WRITTEN TASK :: Please copy every one of the records below word for word, keeping all lines in their original order.

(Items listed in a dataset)
——————

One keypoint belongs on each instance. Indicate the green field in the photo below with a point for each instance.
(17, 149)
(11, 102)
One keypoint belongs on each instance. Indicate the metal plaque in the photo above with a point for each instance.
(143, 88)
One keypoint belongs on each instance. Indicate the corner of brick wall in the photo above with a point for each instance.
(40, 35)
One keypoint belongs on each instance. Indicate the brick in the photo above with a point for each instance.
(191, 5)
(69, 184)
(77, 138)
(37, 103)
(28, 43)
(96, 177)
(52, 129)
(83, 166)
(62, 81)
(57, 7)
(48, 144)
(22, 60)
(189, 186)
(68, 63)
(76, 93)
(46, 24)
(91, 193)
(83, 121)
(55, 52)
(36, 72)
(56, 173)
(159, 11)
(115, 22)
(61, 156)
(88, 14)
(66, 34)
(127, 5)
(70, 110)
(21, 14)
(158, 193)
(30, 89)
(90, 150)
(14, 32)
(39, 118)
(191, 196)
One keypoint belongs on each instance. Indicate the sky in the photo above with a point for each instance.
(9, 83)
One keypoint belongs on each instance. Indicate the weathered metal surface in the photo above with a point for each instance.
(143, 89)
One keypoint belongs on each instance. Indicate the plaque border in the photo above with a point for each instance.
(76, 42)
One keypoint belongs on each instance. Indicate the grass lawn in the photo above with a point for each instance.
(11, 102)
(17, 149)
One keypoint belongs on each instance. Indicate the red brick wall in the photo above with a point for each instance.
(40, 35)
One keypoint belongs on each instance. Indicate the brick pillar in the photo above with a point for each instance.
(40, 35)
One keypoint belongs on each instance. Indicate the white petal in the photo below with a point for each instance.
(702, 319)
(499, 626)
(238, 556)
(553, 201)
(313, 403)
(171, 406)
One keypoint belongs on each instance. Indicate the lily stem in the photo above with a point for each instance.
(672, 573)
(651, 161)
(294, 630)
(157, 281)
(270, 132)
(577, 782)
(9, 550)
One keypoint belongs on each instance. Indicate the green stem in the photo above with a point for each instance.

——————

TASK OUTPUT ::
One keypoint belongs on each instance. Indicate the green field in the photo below with a point for each instance.
(17, 149)
(11, 102)
One keypoint belongs on each instance. Indicate the metal plaque in the photo above with a point for each instance.
(143, 88)
One keypoint belongs on each instance. Indicate the corner of brick wall in the photo above with a point for each instance.
(40, 35)
One keypoint belongs on each instance. Indicate the brick in the photo above with a point for each instance.
(191, 5)
(69, 184)
(77, 138)
(37, 103)
(28, 43)
(96, 177)
(52, 129)
(83, 166)
(62, 81)
(57, 7)
(48, 144)
(22, 60)
(189, 186)
(68, 63)
(76, 93)
(46, 24)
(91, 193)
(83, 121)
(55, 52)
(36, 72)
(56, 173)
(159, 11)
(115, 22)
(61, 156)
(88, 14)
(66, 34)
(127, 5)
(70, 110)
(21, 14)
(158, 193)
(30, 89)
(90, 150)
(14, 32)
(39, 118)
(191, 196)
One keypoint belongs on each instance. Indicate the sky in the photo above with a point for each instance.
(9, 83)
One keypoint belongs on each instance. Indicate the weathered metal surface in the photo above with a point for each instance.
(143, 89)
One keypoint belongs on each instance. Indicate the plaque border in the photo above with a point for each instance.
(76, 42)
One keypoint belongs on each instance. Indicate the grass lawn in the photo above with a point for each instance.
(11, 102)
(17, 149)
One keypoint belongs on each instance. Indicate the red brick wall in the photo above with a point for each instance.
(40, 35)
One keypoint belongs on each instance. Indicate the brick pillar in the photo above with a point for each instance.
(40, 35)
One keypoint belongs on each instance. Indicate the white petal in the photo below with a point for each instance.
(702, 319)
(499, 626)
(238, 556)
(553, 201)
(313, 403)
(171, 406)
One keypoint belongs on each instance. Indicate the lily stem in the photo above with a point for each instance.
(672, 573)
(651, 161)
(294, 630)
(157, 281)
(270, 132)
(577, 782)
(9, 550)
One keypoint belongs on each instance. Indicate the green stem in the photo above with a point for each instance.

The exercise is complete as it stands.